WHAT NEEDS TO BE DONE: For this exercise, retype all the data exactly and exclude every image.

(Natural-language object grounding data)
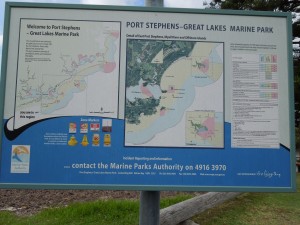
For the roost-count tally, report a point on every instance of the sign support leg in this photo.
(149, 207)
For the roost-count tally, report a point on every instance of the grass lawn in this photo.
(246, 209)
(256, 209)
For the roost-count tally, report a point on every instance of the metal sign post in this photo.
(149, 207)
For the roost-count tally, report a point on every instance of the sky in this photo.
(167, 3)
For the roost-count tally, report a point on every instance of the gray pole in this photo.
(150, 200)
(159, 3)
(149, 207)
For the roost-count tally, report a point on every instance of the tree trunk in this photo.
(183, 211)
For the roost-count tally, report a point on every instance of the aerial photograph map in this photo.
(174, 94)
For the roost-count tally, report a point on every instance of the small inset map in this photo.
(204, 129)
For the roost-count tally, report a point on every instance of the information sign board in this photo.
(146, 99)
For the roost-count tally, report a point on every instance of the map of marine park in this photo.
(174, 94)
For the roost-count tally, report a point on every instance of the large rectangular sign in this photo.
(146, 99)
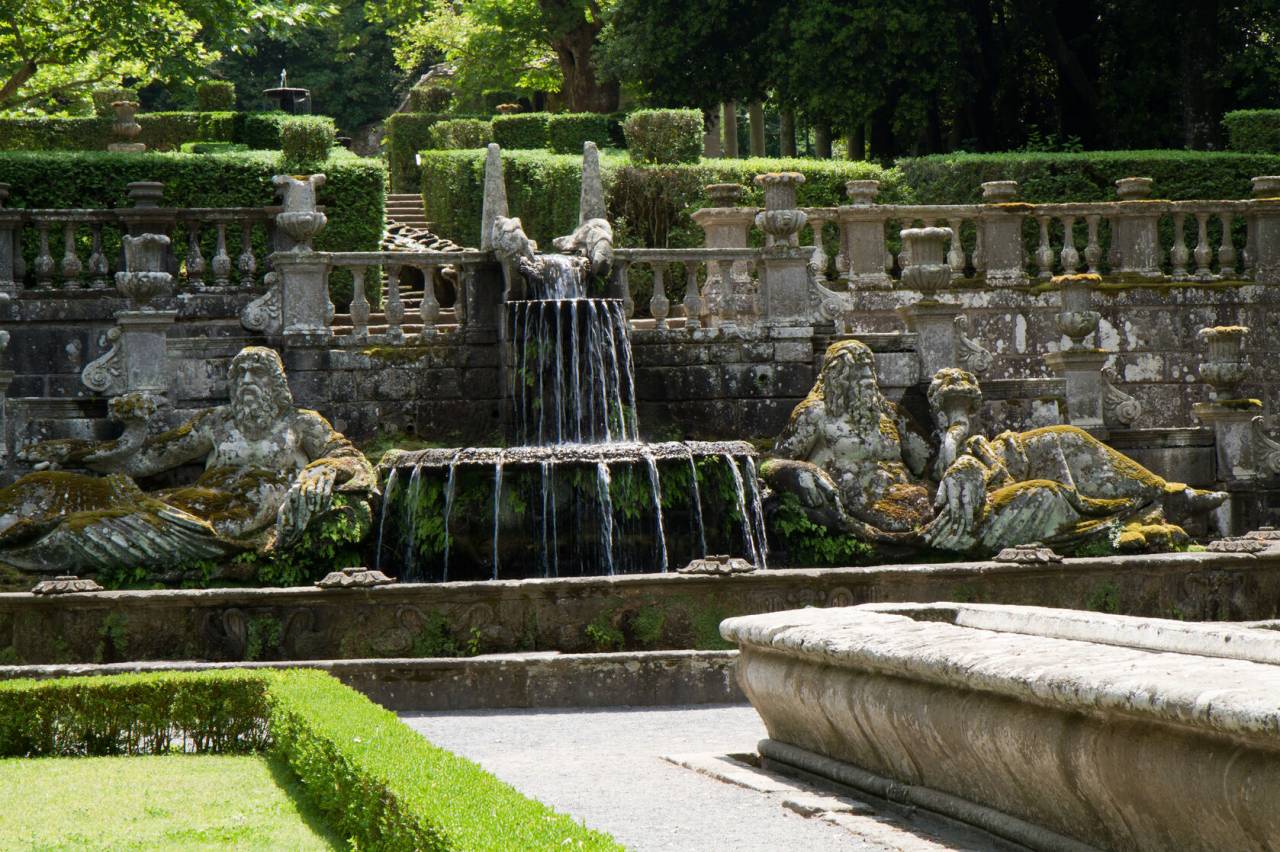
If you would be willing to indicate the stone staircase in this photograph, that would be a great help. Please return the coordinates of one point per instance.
(406, 209)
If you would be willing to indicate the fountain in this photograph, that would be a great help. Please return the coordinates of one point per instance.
(576, 493)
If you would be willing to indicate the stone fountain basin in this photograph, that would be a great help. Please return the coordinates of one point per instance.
(1055, 728)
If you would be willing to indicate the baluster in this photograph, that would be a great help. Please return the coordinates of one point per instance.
(955, 251)
(658, 303)
(1069, 256)
(195, 260)
(1226, 251)
(693, 302)
(1202, 251)
(359, 305)
(246, 262)
(430, 307)
(222, 262)
(1093, 248)
(44, 265)
(394, 306)
(97, 265)
(72, 266)
(1045, 252)
(1178, 255)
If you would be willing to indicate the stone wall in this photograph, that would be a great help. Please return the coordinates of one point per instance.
(636, 612)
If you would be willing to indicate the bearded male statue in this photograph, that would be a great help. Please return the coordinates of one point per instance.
(270, 471)
(855, 466)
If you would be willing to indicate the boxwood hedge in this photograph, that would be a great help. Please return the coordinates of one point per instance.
(374, 779)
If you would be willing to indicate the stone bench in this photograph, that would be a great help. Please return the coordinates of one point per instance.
(1054, 728)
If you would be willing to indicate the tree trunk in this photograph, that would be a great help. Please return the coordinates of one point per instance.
(755, 111)
(730, 124)
(787, 131)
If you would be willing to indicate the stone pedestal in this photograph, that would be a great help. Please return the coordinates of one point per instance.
(304, 282)
(1082, 374)
(1232, 422)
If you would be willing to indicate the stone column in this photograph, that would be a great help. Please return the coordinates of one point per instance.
(785, 268)
(1265, 227)
(862, 233)
(1137, 237)
(1000, 232)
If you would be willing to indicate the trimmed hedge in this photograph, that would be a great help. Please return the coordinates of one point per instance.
(374, 779)
(1089, 175)
(1253, 131)
(664, 136)
(566, 132)
(521, 132)
(460, 133)
(306, 141)
(215, 96)
(648, 205)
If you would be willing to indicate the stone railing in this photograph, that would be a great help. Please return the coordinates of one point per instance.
(214, 248)
(721, 285)
(1010, 243)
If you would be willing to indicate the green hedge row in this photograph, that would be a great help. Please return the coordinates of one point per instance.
(1089, 175)
(353, 193)
(648, 205)
(1253, 131)
(160, 131)
(374, 779)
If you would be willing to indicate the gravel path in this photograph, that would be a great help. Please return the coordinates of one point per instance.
(606, 768)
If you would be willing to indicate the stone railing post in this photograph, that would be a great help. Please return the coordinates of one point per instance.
(1137, 229)
(785, 265)
(862, 238)
(1264, 243)
(1079, 366)
(1000, 234)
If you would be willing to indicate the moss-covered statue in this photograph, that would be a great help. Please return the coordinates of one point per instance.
(855, 463)
(272, 472)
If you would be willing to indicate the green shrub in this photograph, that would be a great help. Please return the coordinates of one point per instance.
(648, 205)
(664, 136)
(374, 779)
(460, 133)
(1253, 131)
(306, 142)
(522, 131)
(215, 96)
(108, 95)
(1089, 175)
(566, 132)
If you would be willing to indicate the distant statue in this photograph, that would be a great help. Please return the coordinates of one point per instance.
(270, 472)
(850, 457)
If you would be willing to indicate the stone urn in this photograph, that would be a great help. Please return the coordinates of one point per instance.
(1133, 188)
(144, 279)
(1225, 363)
(1077, 320)
(997, 192)
(126, 127)
(300, 219)
(928, 270)
(862, 193)
(723, 195)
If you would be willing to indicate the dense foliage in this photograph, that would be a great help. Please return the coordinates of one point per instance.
(664, 136)
(374, 779)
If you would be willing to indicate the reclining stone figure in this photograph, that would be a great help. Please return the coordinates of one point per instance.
(270, 471)
(856, 466)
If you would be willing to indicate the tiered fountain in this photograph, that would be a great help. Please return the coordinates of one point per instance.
(577, 493)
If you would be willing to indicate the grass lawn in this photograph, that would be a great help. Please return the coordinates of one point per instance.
(151, 802)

RESPONSE:
For the roost-count tally, report a point on every instance of the sign support leg in this photo.
(149, 207)
For the roost-count tally, report a point on every instance of the grass lawn in this photo.
(246, 209)
(256, 209)
For the roost-count tally, report a point on every instance of the metal sign post in this photo.
(149, 207)
For the roost-count tally, report a point on every instance of the sky in this photo.
(167, 3)
For the roost-count tally, report a point on every instance of the gray pole in this photo.
(150, 200)
(159, 3)
(149, 207)
For the roost-count tally, report a point on every instance of the tree trunk in this photo.
(183, 211)
For the roost-count tally, report a point on every instance of the aerial photograph map in this photo.
(174, 94)
For the roost-count tally, report a point on every instance of the small inset map in this photo.
(204, 129)
For the roost-count tally, report a point on every instance of the information sign board in this photo.
(146, 99)
For the roost-count tally, report a point on every instance of the map of marine park in this photo.
(174, 94)
For the roost-count tally, report a point on every instance of the large rectangular sign in this photo.
(146, 99)
If you would be willing to indicate the stone staircase in this photograph, that would be a great help. Please return the coordinates of one point per instance.
(406, 209)
If you would be willing to indicate the fountain in this photograph, that would be a great help. Please return the coordinates of one point per instance.
(576, 493)
If you would be willing to indicate the stone fountain basin in this photograph, that would be a great help. Please return the coordinates of one point per instance.
(1055, 728)
If you would be willing to indicate the baluster in this photograph, that would be a great help. Please return the coordinates of one point per instance.
(955, 251)
(658, 303)
(1069, 256)
(195, 260)
(1226, 251)
(693, 302)
(1202, 251)
(359, 305)
(246, 262)
(430, 307)
(222, 262)
(1093, 248)
(44, 265)
(394, 306)
(97, 265)
(72, 266)
(1045, 252)
(1178, 255)
If you would be willing to indicate the stone wall in this photograph, that would be a great help. Please return the coordinates of one point per instance.
(636, 612)
If you would be willing to indicate the bearded male statue in this photograph, that would be a great help. Please return the coordinates of one point per instance.
(270, 471)
(855, 466)
If you would be willing to indicate the boxwood hedge in this photograph, that would be a great help. Please return the coordinates of one point per instance.
(374, 779)
If you would be willing to indicate the stone bench in this photograph, that would be a great help. Please return the coordinates of one point per instance.
(1054, 728)
If you would be willing to indicate the tree trunk in this photograph, that would be a great help. Please return the coordinates of one point per instance.
(755, 111)
(730, 124)
(787, 131)
If you would be willing to indicate the stone pedestal in this photograph, that would be a great help. Please return the coordinates of one point per instance.
(304, 282)
(1082, 374)
(1232, 422)
If you would be willing to indicate the stone column in this photograph, that would be a great help. Please return the coordinates of one point per instance.
(785, 268)
(1265, 227)
(862, 233)
(1137, 237)
(1000, 232)
If you would be willing to indicate the trimmed hedge in this photograph, that would be a great help. Please return the coordinates of one point per instance.
(374, 779)
(1089, 175)
(1253, 131)
(664, 136)
(566, 132)
(521, 132)
(460, 133)
(306, 141)
(215, 96)
(648, 205)
If you would be willing to indicate the stone railing in this photograph, that would be a great help. Please return the coordinates of one point per instance.
(214, 248)
(721, 285)
(1010, 243)
If you would be willing to indicate the green hedge row in this photograph, that would be a great help. Please return the coordinates of one point per instance.
(1089, 175)
(353, 193)
(648, 205)
(1253, 131)
(160, 131)
(374, 779)
If you would be willing to indicate the gravel path in this photograph, that would be a great help. Please return the coordinates of one point per instance.
(606, 768)
If you would be willing to indicate the stone railing post in this photograph, that would be a great help. Please return the coordinates of one point per instance.
(1137, 229)
(785, 265)
(862, 238)
(1264, 243)
(1079, 366)
(1000, 234)
If you would be willing to indicate the moss-covered statue in this photograph, that would be a great help. Please return the coordinates of one point per instance.
(855, 463)
(272, 472)
If you would be willing to indicate the green shrub in this photograph, that would be a great help. Please return the coordinates of one point per instance.
(648, 205)
(664, 136)
(374, 779)
(460, 133)
(1253, 131)
(306, 142)
(522, 131)
(215, 96)
(108, 95)
(1089, 175)
(566, 132)
If you would be willing to indicate the distant statue in this photograph, that would be a great help. Please return the coordinates of one point per instance.
(270, 472)
(850, 457)
If you would be willing to indicate the stone urn in this photograph, that would be a great help. Please return the coordinates of one point per instance.
(1133, 188)
(144, 279)
(1225, 363)
(1077, 320)
(997, 192)
(126, 127)
(300, 219)
(928, 270)
(862, 193)
(723, 195)
If you would be willing to indicate the dense foliage in this photograph, that would be a great help. Please return the coordinates of one point per instance.
(664, 136)
(374, 779)
If you would be willing to indicate the reclining stone figure in this photograph, that would be a great help. Please return the coordinates of one point per instance.
(270, 471)
(856, 466)
If you would be willing to indicate the tiered fountain in this photograph, that would be a great help. Please return the coordinates of one point per instance.
(577, 493)
If you would be willing to indicate the grass lawn in this photograph, that would be a great help. Please return the coordinates of one point per instance.
(151, 802)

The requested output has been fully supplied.